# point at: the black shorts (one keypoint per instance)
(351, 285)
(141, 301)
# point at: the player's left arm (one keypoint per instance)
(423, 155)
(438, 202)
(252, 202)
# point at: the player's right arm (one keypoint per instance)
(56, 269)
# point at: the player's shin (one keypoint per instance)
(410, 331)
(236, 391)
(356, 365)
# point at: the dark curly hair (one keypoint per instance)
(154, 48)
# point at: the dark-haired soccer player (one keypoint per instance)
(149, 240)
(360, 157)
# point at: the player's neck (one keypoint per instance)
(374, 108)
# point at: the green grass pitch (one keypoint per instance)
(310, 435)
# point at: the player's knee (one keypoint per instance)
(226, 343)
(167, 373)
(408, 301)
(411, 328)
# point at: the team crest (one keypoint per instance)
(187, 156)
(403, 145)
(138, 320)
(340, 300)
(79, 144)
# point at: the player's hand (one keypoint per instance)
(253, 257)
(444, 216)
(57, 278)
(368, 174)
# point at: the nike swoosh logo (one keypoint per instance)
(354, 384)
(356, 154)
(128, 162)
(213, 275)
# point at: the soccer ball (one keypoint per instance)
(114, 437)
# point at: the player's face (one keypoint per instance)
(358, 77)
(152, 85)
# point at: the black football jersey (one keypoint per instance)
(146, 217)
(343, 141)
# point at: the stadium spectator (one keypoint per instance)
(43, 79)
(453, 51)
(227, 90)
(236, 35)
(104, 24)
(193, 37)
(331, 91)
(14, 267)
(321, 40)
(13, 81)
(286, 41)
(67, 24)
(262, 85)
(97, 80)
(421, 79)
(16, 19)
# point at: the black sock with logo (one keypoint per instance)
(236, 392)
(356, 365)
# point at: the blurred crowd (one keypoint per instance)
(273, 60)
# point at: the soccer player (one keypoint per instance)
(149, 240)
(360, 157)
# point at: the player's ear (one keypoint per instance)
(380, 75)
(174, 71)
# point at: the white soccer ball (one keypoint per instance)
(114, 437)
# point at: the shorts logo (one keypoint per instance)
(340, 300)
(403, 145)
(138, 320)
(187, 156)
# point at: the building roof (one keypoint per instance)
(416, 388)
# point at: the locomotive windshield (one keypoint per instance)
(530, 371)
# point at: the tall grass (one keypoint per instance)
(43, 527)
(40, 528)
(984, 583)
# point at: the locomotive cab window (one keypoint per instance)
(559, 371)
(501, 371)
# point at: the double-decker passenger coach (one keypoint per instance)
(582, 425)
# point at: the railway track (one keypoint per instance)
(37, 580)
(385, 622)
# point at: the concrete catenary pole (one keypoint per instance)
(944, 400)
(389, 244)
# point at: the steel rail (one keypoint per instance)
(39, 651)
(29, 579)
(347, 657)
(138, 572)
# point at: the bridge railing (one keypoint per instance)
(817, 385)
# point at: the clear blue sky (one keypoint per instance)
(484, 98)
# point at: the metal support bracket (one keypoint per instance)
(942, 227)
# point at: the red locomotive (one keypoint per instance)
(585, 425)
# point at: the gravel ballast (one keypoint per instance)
● ● ● ● ●
Written instruction
Exactly reproduce the material above.

Solution below
# point at: the black shorts (one keypoint per instance)
(351, 285)
(141, 301)
# point at: the player's left arm (one keypoint per instance)
(423, 155)
(438, 202)
(252, 202)
# point at: the player's right arm (one keypoint per instance)
(56, 269)
# point at: the player's shin (one keypoint per instance)
(410, 331)
(236, 391)
(356, 365)
# point at: the dark curly hair (one keypoint per instance)
(154, 48)
# point at: the dark-haired soccer player (one keypoint per instance)
(149, 240)
(360, 157)
# point at: the player's neck (one keypoint per instance)
(374, 108)
# point at: the green grass pitch (one keypoint per instance)
(310, 435)
# point at: the player's knee (one keypoint per instance)
(226, 343)
(167, 373)
(408, 301)
(411, 328)
# point at: the team crest (one keypoint per instance)
(187, 156)
(403, 145)
(138, 320)
(340, 300)
(79, 144)
# point at: the player's hand (one keypoint per instance)
(253, 257)
(444, 216)
(57, 278)
(368, 174)
# point at: the nike swoosh logo (one keypoint per instance)
(354, 384)
(356, 154)
(128, 162)
(213, 275)
# point at: the soccer ball (one keypoint per instance)
(114, 437)
# point at: the player's face (one keypoint per instance)
(358, 77)
(152, 85)
# point at: the black football jersey (one keypoint per instance)
(146, 217)
(343, 141)
# point at: the stadium spectator (one keypoint per instance)
(43, 79)
(453, 51)
(227, 90)
(236, 35)
(104, 24)
(193, 37)
(331, 91)
(14, 267)
(321, 40)
(13, 81)
(286, 41)
(67, 24)
(262, 85)
(97, 80)
(421, 79)
(16, 19)
# point at: the black sock with logo (one keypoint per instance)
(236, 392)
(356, 365)
# point at: the blurred crowd (one keypoint per instance)
(273, 60)
# point at: the soccer player (one keypoint per instance)
(149, 240)
(360, 157)
# point at: the player's ear (one keypoint per instance)
(380, 75)
(174, 71)
# point at: the white soccer ball (one keypoint per instance)
(114, 437)
# point at: the shorts logo (one keypoint per instance)
(340, 300)
(403, 145)
(138, 320)
(187, 156)
# point at: the building roof (one keypoint per instance)
(416, 388)
# point at: the locomotive windshield (one keypoint per instance)
(530, 371)
# point at: the tall grass (one keypoint per instance)
(43, 527)
(40, 528)
(984, 583)
# point at: the locomotive cab window (one keypoint per instance)
(559, 371)
(501, 371)
# point at: the double-decker passenger coach (one keypoint per instance)
(582, 425)
# point at: the railway track (one keypoint per instance)
(37, 580)
(385, 622)
# point at: the concrete catenary pole (one keypoint per instance)
(944, 400)
(389, 244)
# point at: the steel rail (one keypoint per instance)
(39, 651)
(29, 579)
(347, 657)
(138, 572)
# point at: the bridge railing (one keypoint per instance)
(817, 385)
# point at: the clear blue sky (one keypoint per instance)
(484, 98)
# point at: the metal support bracket (one keypoint per instance)
(942, 227)
# point at: the red locomotive (one keypoint per instance)
(585, 425)
# point at: the gravel ballast (one keypoint per instance)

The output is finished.